==== Data extract ====

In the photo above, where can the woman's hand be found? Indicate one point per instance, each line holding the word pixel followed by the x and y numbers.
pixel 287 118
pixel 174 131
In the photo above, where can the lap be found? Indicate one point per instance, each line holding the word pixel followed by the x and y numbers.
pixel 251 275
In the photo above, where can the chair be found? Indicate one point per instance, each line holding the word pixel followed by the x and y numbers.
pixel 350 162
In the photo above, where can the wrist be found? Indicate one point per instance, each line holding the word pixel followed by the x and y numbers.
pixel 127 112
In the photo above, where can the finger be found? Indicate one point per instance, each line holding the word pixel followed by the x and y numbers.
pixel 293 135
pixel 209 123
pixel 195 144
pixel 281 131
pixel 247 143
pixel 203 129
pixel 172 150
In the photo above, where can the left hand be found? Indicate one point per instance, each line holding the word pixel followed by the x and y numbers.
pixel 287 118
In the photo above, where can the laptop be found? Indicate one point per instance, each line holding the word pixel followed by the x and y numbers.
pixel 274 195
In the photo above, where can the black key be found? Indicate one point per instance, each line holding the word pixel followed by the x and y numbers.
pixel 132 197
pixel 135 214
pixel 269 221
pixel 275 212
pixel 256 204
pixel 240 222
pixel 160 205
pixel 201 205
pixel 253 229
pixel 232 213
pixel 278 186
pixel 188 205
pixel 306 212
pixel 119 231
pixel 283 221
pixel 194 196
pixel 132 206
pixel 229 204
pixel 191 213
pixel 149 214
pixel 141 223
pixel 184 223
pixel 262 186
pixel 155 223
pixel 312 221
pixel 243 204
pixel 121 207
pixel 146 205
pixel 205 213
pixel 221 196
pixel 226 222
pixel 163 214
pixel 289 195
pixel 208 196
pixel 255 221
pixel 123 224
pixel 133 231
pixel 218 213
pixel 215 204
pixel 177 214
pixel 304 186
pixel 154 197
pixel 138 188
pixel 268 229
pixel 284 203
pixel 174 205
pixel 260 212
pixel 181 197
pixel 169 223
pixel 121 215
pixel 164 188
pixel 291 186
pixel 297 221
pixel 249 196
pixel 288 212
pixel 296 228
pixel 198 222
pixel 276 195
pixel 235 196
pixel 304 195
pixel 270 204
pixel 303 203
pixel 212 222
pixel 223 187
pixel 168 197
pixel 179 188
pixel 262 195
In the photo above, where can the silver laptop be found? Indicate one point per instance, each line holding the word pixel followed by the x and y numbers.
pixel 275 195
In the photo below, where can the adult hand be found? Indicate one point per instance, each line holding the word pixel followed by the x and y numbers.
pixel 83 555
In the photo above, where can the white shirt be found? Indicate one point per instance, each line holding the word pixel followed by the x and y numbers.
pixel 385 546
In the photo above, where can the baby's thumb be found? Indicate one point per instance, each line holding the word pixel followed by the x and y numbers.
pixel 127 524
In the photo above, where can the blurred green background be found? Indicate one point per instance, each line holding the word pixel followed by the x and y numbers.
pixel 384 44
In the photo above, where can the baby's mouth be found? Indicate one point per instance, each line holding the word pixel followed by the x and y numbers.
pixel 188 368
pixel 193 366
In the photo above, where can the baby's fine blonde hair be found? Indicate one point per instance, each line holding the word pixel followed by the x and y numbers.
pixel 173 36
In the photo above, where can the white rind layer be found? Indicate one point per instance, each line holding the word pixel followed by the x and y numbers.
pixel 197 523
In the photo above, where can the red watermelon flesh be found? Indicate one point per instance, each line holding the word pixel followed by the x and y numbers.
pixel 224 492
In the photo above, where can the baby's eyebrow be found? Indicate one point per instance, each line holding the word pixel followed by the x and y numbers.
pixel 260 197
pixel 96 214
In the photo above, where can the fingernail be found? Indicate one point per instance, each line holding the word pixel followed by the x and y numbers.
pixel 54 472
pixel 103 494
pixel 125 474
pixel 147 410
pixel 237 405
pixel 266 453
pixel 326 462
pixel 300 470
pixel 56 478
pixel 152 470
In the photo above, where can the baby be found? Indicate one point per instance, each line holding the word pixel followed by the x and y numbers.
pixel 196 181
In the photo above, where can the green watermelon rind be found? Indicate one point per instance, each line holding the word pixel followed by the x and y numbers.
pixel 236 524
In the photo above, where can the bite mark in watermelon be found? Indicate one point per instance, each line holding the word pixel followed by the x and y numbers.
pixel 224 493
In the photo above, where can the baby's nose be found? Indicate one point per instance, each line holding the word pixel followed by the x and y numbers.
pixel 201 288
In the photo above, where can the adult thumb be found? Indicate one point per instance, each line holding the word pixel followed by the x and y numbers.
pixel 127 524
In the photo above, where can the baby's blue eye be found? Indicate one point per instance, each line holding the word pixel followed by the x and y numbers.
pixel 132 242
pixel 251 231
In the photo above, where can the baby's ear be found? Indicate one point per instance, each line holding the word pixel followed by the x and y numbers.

====

* Exercise directions *
Your answer must consist solely of the lines from the one containing "In the photo above, where can the adult" through the last line of the entries, reproduced exactly.

* Solution for this task *
In the photo above, where can the adult thumb be found? Indicate one point per instance, each line holding the word pixel followed by the x and y numbers.
pixel 127 524
In the photo above, where can the baby's blue eye be found? Indicate one point per instance, each line holding the word pixel followed by the x and y numbers.
pixel 132 242
pixel 251 231
In the photo above, where can the baby's ear be found? Indicate one point per instance, each line holding the word pixel followed by the x and y numbers.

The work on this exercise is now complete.